WHAT THE TASK REQUIRES
Return the records word for word, from their first line up to and including the line that contains "[[208, 163], [169, 167]]".

[Start DATA FOR THIS TASK]

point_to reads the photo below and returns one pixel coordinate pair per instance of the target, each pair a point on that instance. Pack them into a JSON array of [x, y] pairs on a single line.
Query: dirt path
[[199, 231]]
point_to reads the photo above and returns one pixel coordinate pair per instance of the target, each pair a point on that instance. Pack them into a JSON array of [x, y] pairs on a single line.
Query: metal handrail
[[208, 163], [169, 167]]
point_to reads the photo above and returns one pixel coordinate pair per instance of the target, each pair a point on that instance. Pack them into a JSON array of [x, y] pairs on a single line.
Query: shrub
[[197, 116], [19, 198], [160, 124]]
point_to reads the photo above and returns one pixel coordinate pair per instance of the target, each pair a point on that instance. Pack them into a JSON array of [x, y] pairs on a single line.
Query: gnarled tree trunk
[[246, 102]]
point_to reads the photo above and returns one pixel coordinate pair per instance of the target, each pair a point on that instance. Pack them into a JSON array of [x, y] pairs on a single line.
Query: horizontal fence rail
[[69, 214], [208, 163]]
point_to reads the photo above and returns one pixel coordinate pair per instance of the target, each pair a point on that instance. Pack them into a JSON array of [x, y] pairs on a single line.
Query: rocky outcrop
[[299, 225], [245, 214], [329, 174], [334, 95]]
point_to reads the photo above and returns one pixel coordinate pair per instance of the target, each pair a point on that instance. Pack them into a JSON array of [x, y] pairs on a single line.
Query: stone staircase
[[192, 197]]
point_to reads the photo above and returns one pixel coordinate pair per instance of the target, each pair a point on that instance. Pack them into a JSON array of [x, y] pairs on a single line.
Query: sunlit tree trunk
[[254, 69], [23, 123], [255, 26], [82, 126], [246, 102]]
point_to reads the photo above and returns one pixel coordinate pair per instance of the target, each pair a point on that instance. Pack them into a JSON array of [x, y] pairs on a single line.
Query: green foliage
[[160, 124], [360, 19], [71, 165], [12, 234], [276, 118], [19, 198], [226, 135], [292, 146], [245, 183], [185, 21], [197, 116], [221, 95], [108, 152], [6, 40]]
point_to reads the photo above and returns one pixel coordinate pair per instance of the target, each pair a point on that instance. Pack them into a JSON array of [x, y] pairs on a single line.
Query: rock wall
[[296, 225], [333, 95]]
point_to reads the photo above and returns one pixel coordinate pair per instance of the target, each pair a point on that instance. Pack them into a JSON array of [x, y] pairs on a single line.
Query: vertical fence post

[End DATA FOR THIS TASK]

EXPECTED ANSWER
point_to reads the photo below and returns one pixel coordinate pair per instance of the target, each pair a point on that instance. Pack them into a JSON array of [x, y] pairs on a single line.
Query: dirt path
[[199, 231]]
point_to reads the photo above and returns one pixel coordinate pair per instance of the target, each pair a point on that instance. Pack them into a JSON array of [x, y] pairs on a single line.
Query: metal handrail
[[208, 163], [169, 167]]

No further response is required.